- **Work request**: Nothing in the records may be changed; retype them in full.

- **Exercise data**:

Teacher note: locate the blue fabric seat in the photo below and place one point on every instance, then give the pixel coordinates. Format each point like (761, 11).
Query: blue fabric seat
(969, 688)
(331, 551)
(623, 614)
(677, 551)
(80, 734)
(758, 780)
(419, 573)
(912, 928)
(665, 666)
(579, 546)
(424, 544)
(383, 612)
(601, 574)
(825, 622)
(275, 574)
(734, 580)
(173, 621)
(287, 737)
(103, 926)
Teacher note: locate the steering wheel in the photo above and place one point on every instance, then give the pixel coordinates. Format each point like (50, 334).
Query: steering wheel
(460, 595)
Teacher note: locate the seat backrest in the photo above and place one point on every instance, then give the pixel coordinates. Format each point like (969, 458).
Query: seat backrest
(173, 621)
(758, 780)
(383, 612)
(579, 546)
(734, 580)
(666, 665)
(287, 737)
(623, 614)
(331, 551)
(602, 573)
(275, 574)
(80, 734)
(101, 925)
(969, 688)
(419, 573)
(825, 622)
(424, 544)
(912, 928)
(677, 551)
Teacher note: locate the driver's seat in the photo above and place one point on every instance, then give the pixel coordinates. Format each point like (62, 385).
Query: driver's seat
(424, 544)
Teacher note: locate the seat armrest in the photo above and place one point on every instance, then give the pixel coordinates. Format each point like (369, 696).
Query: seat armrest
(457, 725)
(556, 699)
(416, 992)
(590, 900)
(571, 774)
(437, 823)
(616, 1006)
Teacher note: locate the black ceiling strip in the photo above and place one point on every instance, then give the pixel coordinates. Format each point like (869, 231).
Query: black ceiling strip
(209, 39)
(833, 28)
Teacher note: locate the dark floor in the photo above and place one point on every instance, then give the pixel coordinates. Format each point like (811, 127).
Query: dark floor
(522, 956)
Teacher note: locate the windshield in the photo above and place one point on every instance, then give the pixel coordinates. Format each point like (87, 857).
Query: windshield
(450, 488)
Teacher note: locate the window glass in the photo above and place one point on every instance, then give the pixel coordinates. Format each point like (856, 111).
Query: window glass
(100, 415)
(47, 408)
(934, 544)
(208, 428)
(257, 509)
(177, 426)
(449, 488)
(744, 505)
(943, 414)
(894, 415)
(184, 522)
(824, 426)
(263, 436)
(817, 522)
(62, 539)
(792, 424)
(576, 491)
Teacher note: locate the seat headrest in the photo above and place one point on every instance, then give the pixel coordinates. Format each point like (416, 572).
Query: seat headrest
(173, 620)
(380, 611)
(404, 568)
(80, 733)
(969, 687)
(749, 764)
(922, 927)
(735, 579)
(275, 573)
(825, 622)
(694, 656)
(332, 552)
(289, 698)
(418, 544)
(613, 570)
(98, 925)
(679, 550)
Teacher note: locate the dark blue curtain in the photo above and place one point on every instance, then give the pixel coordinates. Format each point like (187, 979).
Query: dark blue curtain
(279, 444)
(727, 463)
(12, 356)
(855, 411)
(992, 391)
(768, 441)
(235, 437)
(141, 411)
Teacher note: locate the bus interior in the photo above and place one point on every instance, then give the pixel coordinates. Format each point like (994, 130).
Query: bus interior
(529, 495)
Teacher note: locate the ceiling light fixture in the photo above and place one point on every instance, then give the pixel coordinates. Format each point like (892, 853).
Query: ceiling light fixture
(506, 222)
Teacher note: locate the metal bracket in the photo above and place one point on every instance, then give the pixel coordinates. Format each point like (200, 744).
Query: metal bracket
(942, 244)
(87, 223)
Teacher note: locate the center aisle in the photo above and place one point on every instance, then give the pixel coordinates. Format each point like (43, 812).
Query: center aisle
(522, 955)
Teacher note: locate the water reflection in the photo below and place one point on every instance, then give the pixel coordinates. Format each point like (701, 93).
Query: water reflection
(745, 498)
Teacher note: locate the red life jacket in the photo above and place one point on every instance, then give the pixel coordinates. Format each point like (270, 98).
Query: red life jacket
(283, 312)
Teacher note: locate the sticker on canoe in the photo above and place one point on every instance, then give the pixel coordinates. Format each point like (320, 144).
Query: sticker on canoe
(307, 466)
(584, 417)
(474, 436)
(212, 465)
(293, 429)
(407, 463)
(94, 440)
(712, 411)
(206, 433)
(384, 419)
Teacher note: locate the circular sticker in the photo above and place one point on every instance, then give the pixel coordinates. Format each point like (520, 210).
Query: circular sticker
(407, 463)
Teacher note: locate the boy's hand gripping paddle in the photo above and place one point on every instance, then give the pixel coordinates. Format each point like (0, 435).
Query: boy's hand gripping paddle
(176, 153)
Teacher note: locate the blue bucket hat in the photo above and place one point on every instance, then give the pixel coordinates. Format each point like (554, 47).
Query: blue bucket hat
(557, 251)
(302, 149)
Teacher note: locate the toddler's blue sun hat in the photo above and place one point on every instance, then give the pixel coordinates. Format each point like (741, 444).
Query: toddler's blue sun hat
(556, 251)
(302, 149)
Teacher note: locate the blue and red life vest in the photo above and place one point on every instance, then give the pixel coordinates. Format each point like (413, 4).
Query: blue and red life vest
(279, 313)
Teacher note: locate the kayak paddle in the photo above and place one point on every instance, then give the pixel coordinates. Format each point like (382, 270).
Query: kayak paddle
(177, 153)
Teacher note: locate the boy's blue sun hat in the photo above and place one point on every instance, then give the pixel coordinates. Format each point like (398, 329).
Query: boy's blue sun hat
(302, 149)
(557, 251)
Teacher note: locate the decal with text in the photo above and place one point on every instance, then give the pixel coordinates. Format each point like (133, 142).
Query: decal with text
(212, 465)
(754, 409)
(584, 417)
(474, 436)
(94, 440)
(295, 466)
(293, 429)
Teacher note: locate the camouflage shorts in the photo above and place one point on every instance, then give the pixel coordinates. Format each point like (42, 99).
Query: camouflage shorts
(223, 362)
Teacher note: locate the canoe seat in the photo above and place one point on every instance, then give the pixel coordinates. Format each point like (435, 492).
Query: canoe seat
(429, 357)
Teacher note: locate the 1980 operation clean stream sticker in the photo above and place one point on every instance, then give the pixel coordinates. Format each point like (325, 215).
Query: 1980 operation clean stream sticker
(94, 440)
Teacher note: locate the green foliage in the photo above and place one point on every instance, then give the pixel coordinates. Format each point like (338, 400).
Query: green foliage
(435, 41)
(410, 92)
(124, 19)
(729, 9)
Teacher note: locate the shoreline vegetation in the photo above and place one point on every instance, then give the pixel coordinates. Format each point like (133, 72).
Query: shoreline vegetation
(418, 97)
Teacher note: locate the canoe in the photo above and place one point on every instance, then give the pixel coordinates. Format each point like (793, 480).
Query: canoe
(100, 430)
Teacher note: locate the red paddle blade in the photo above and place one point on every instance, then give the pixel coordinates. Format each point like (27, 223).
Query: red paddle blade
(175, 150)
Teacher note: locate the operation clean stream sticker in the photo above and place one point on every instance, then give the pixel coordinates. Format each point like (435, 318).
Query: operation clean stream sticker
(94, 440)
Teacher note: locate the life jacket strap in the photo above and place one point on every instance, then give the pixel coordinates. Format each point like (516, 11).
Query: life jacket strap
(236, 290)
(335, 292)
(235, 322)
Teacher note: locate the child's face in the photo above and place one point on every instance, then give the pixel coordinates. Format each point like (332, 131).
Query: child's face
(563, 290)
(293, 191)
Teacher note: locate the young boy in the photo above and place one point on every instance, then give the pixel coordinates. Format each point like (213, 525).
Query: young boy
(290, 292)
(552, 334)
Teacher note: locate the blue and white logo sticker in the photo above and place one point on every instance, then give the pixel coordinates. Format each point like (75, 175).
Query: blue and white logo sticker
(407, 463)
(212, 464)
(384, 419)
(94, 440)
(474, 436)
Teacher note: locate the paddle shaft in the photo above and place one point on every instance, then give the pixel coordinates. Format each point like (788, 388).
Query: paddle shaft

- **Task result**:
Teacher note: locate the blue fabric seat in the photo below and place one point on every instance, then give the pixel coordinates. Format each point like (761, 11).
Query: blue fabric seat
(969, 688)
(331, 551)
(623, 614)
(677, 551)
(80, 734)
(758, 780)
(419, 573)
(912, 928)
(665, 666)
(579, 546)
(424, 544)
(383, 612)
(601, 574)
(825, 622)
(275, 574)
(734, 580)
(173, 621)
(287, 737)
(103, 926)
Teacher note: locate the steering wheel in the photo above and place one point on every instance, then give the pixel coordinates. Format each point like (50, 334).
Query: steering wheel
(460, 595)
Teacher note: locate the seat backrest in the photo above and place one point on every instance, then give the pixel coordinates. Format each point like (969, 458).
Query: seat backrest
(173, 621)
(758, 780)
(383, 612)
(579, 546)
(734, 580)
(666, 665)
(287, 737)
(623, 614)
(331, 551)
(602, 573)
(275, 574)
(80, 734)
(101, 925)
(969, 688)
(419, 573)
(825, 622)
(424, 544)
(912, 928)
(677, 551)
Teacher note: locate the driver's seat in the photo above and place one point on every instance, then give the pixel coordinates. Format each point like (62, 385).
Query: driver's seat
(424, 544)
Teacher note: locate the seat armrest in the photo above and place one point on every instance, then give the pixel coordinates. Format each point like (369, 696).
Query: seat armrest
(457, 725)
(556, 699)
(416, 992)
(590, 900)
(571, 774)
(437, 823)
(616, 1006)
Teacher note: locate the black ceiling strip in the photo above and place one point on every instance, then give the pixel coordinates. Format each point like (869, 231).
Query: black ceiling strip
(209, 39)
(833, 28)
Teacher note: locate the dark floor in the photo above and place one point on every instance, then give the pixel coordinates. Format each point like (811, 127).
Query: dark floor
(522, 956)
Teacher note: locate the windshield in the photo above and place one point on every instance, then give the pixel coordinates. Format each point like (87, 857).
Query: windshield
(450, 488)
Teacher note: locate the window glass in the photo above and place one point on every instance, then give the pixel coordinates. Format each point like (856, 111).
Query: window glass
(100, 415)
(47, 408)
(934, 544)
(208, 428)
(257, 509)
(177, 426)
(449, 488)
(744, 505)
(943, 414)
(894, 415)
(184, 522)
(824, 426)
(263, 436)
(817, 522)
(62, 539)
(792, 424)
(576, 491)
Teacher note: locate the seat headrest in the photo above and place one point on every instance, then give the pixel coordinates. Format each point like (416, 572).
Query: seat headrest
(173, 620)
(380, 611)
(404, 568)
(80, 733)
(969, 687)
(749, 764)
(922, 927)
(735, 579)
(275, 573)
(825, 622)
(694, 656)
(332, 552)
(289, 698)
(418, 544)
(613, 570)
(98, 925)
(679, 550)
Teacher note: locate the dark blue curtain in the photo above and place one point on every instance, then give the pixel coordinates. Format each point like (187, 979).
Query: dark blue curtain
(279, 444)
(727, 463)
(12, 356)
(855, 411)
(992, 391)
(768, 441)
(235, 437)
(141, 411)
Teacher note: locate the bus interior in the photo above and place one point on every instance, then give the pixel coordinates. Format each point like (994, 130).
Query: bus interior
(529, 495)
Teacher note: locate the ceiling light fixture in the photo above and place one point on every instance, then give the pixel coordinates. Format each point like (892, 853).
Query: ceiling light fixture
(506, 222)
Teacher note: locate the metal bracket in the photo above and place one point on every instance, then give the pixel coordinates. Format each point like (200, 744).
Query: metal bracket
(942, 244)
(87, 223)
Teacher note: locate the center aisle in the photo above and place one point on every instance, then give the pixel coordinates. Format each point like (43, 812).
Query: center aisle
(522, 955)
Teacher note: locate the water reflection in the photo below and place one point on every instance, then give the pixel coordinates. Format each point like (701, 93).
Query: water reflection
(745, 498)
Teacher note: locate the red life jacket in the photo above and place one point on every instance, then give the pixel coordinates. Format each point like (270, 98).
Query: red life jacket
(283, 312)
Teacher note: locate the sticker on canoe in the photo above and place one point on every instance, then give the pixel coordinates. Format each point like (320, 144).
Query: sticker on canoe
(307, 466)
(584, 417)
(474, 436)
(212, 465)
(293, 429)
(407, 463)
(94, 440)
(712, 411)
(206, 433)
(384, 419)
Teacher note: locate the circular sticker in the photo above and place one point on every instance, then give the pixel coordinates. Format each point like (520, 210).
Query: circular sticker
(407, 463)
Teacher note: locate the boy's hand gripping paddle in the photo above and place one point on every instance, then give the pixel coordinates. Format each point like (0, 435).
Query: boy's hand gripping paddle
(176, 153)
Teacher note: locate the blue bucket hat in the photo above and place one point on every instance, then give the pixel coordinates. Format each point like (554, 47).
Query: blue bucket hat
(557, 251)
(302, 149)
Teacher note: locate the toddler's blue sun hat in the photo above and place one point on every instance, then give the pixel coordinates. Format each point like (741, 444).
Query: toddler's blue sun hat
(556, 251)
(302, 149)
Teacher note: locate the blue and red life vest in the photo above and place one point on every instance, then give the pixel coordinates. Format each point like (413, 4).
Query: blue and red life vest
(279, 313)
Teacher note: locate the kayak paddle in the photo above and place one point on every instance, then give the pixel coordinates. Format each point like (382, 270).
Query: kayak paddle
(177, 153)
Teacher note: locate the boy's blue sun hat in the photo above and place one point on every instance, then give the pixel coordinates. Format each point like (398, 329).
Query: boy's blue sun hat
(302, 149)
(557, 251)
Teacher note: locate the decal with text in the photo above and place one point on every instance, then give the pixel coordinates. Format each point like (133, 142).
Query: decal with text
(212, 465)
(754, 409)
(584, 417)
(474, 436)
(94, 440)
(295, 466)
(293, 429)
Teacher note: locate the camouflage shorts in the photo above and place one point on every instance, then give the pixel coordinates. Format each point like (42, 99).
Query: camouflage shorts
(223, 362)
Teacher note: locate the canoe seat in the photo above and place one point on every instance, then give the pixel coordinates. Format each point like (435, 492).
Query: canoe seat
(429, 357)
Teacher note: locate the 1980 operation clean stream sticker in the photo above and place one point on every instance, then give the pixel coordinates. Format each point like (325, 215).
Query: 1980 operation clean stream sticker
(94, 440)
Teacher note: locate the green foliage in the photo above and place one point on every instance, then give the pixel coordinates. Format each point like (338, 400).
Query: green foliage
(435, 41)
(410, 92)
(124, 19)
(729, 9)
Teacher note: locate the shoreline vegetation in the photo above and place one point on every instance, then give the pixel coordinates. Format each point like (133, 72).
Query: shoreline vegetation
(418, 97)
Teacher note: locate the canoe in the photo above and place one point on every instance, then give the pixel coordinates. Format each point like (793, 480).
Query: canoe
(100, 430)
Teacher note: locate the red paddle blade in the photo above and place one point on every instance, then give the pixel coordinates. Format each point like (27, 223).
Query: red paddle blade
(175, 150)
Teacher note: locate the operation clean stream sticker in the photo above and place one point on every instance, then give the pixel coordinates. Format each point like (435, 318).
Query: operation clean stream sticker
(94, 440)
Teacher note: locate the life jacket strap in the photo above and place one point on every instance, then give the pixel coordinates. Format each point like (516, 11).
Query: life jacket strap
(236, 290)
(335, 292)
(235, 322)
Teacher note: locate the child's face in the photo above and place one point on every instance, then give the pixel coordinates. Format each point like (332, 131).
Query: child's face
(563, 290)
(293, 191)
Teacher note: locate the young boy in the photo above and place one point on every instance, then give the pixel coordinates. Format each point like (213, 525).
Query: young boy
(290, 292)
(552, 334)
Teacher note: locate the blue and white logo sticker in the photo above and place one point on every instance, then give the pixel coordinates. Format each point like (75, 175).
Query: blue and white logo sticker
(407, 463)
(212, 464)
(384, 419)
(94, 440)
(474, 436)
Teacher note: locate the paddle shaft in the photo above and place one point on every instance, then give the pixel coordinates. Format each point like (788, 388).
Query: paddle shaft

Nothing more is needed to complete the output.